= Required work =
Copy out each of the entries below word for word, leaving out the pictures.

= Location identification entries =
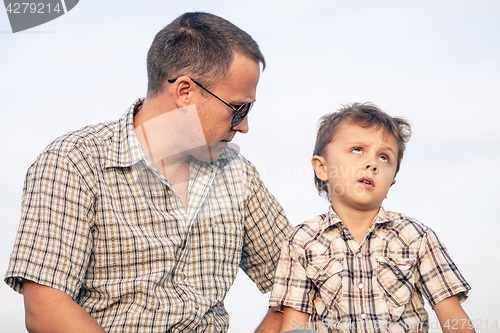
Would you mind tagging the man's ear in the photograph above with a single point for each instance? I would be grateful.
(319, 166)
(182, 91)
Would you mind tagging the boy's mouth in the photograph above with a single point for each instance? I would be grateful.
(366, 182)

= Result of this task =
Would you mind tagging the man's ear in the photograph above with a single point for each instance? I would be grateful.
(319, 166)
(182, 91)
Would you mind tagging the boy's mouth in the photograph above with a single point for each instance? I would be grateful.
(366, 182)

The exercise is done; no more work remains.